__Trecho original__
○ ○ ○
É uma questão interessante: o jornal denuncia a violência, mas ao mesmo tempo atrai a atenção pela exploração das imagens que atiçam o gozo mórbido do público. Deveríamos ser expostos a essas cenas?
Entra aqui de novo a discussão sobre o Código de Ética e as suas possibilidades de aplicação.
O senso comum cristalizado
Para completar a semana “mundo cão”, O Globo (quarta, 5/2) destacou matéria sobre o quase linchamento de um adolescente que foi flagrado tentando roubar comida de um supermercado em Copacabana. Muito reveladora da excitação do público contra os marginalizados, mereceu o comentário do sociólogo Michel Misse, pesquisador de vasta experiência nessa área: “As pessoas acham que o cara, por ser menor, não recebe punição suficiente (…). Deviam levar essas pessoas para ver como é a internação desses menores. É pior que cadeia”.
Nem precisaria tanto, bastaria insistir sistematicamente nessa pauta. Ainda assim, seria necessário muito cuidado com o enfoque, para vencer a resistência do público acostumado a crenças que a própria imprensa ajuda a consolidar. Mesmo diante de evidências, a mudança de opinião leva muito tempo. Quando ocorre.
○ ○ ○
__Dados do exercício__
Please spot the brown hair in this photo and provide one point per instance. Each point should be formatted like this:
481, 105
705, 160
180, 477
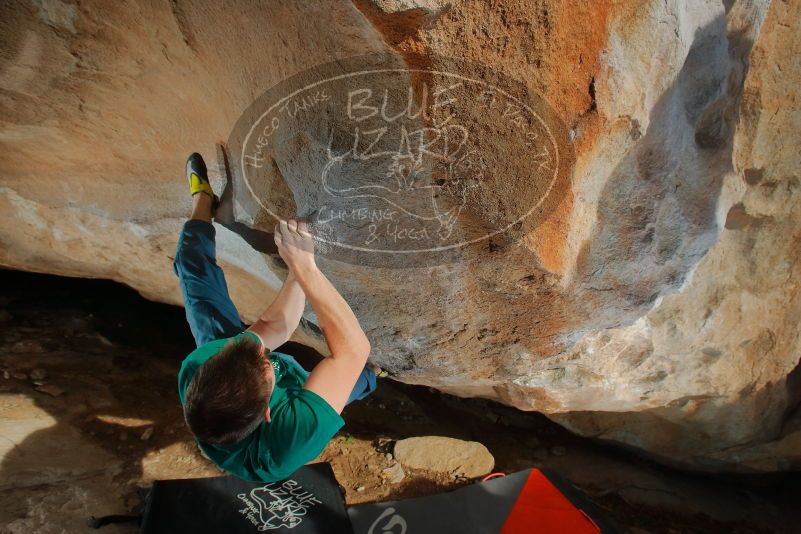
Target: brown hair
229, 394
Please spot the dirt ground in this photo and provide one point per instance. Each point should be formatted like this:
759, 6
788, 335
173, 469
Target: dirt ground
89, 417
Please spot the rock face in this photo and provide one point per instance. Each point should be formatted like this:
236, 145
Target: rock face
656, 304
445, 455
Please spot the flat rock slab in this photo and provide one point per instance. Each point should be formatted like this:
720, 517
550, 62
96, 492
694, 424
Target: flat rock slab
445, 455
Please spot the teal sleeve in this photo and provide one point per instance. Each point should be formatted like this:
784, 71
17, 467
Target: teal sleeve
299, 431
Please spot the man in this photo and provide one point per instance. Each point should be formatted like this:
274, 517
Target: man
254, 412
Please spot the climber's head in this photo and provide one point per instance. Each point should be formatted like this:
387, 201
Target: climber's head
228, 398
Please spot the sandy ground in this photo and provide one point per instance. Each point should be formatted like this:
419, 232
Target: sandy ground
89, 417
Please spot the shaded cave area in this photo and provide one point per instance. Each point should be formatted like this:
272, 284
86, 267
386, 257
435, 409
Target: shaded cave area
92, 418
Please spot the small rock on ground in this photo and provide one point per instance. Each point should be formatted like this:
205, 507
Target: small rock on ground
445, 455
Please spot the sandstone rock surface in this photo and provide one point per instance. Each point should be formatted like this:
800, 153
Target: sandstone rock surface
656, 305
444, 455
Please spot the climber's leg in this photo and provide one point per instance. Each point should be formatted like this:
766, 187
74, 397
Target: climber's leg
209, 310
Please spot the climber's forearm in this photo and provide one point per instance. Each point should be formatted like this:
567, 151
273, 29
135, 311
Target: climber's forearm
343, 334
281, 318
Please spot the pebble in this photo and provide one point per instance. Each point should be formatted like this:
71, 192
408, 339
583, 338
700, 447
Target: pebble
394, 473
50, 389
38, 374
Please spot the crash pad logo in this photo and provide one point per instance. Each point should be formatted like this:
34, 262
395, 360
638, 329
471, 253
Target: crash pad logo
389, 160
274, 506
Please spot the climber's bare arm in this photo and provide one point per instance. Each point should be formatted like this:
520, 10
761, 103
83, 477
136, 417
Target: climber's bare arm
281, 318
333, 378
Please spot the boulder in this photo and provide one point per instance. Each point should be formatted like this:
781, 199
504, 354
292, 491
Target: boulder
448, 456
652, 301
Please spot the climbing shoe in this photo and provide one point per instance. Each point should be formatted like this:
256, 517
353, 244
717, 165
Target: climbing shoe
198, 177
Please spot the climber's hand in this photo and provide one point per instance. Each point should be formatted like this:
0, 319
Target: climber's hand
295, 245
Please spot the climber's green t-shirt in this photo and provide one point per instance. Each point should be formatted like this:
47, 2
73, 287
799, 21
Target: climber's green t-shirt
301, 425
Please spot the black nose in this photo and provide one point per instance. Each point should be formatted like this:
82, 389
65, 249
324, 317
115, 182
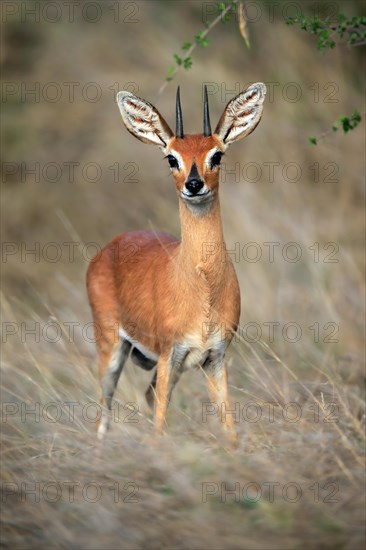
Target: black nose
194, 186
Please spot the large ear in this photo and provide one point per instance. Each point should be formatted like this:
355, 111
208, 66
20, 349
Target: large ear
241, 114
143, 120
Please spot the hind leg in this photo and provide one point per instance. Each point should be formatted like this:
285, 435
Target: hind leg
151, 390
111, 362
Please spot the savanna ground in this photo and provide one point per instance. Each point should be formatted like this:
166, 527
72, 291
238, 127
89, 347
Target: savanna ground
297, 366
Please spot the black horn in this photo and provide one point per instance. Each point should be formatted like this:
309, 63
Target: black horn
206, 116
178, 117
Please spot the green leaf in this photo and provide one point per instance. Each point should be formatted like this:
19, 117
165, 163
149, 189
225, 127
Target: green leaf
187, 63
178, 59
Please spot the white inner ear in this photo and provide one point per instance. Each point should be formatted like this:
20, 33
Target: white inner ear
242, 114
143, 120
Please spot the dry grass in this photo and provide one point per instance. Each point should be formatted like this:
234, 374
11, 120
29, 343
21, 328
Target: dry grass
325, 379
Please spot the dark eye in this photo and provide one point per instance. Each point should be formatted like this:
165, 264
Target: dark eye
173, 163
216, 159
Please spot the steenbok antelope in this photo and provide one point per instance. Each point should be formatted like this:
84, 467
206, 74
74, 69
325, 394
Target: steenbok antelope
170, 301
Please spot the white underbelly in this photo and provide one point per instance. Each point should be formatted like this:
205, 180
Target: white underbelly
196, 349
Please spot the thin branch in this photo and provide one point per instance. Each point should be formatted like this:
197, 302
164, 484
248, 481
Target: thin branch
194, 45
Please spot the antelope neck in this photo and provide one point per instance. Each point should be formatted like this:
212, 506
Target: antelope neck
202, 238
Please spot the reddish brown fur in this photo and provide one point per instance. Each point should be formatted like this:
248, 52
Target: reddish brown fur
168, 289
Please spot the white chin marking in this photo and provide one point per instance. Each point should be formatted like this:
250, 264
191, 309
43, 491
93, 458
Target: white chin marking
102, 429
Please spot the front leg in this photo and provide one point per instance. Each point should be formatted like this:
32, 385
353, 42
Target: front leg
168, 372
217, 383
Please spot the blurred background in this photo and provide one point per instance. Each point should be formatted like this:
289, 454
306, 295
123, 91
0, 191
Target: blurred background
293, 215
○ ○ ○
__Lista de tarefas__
1. Responda às perguntas a seguir com base no trecho original sobre a cobertura da violência pela imprensa.
(a) Segundo o trecho, o que o jornal denuncia?
(b) Em que bairro ficava o supermercado onde o adolescente foi flagrado tentando roubar comida?
(c) De acordo com o último parágrafo, o que leva muito tempo mesmo diante de evidências?
2. Retorne todas as linhas dos registros que contêm a palavra "thin", levando em conta a diferença entre maiúsculas e minúsculas.

__Resultados finais__
1.
(a) A violência.
(b) Copacabana.
(c) A mudança de opinião.

2.
Please spot the thin branch in this photo and provide one point per instance. Each point should be formatted like this:
Target: thin branch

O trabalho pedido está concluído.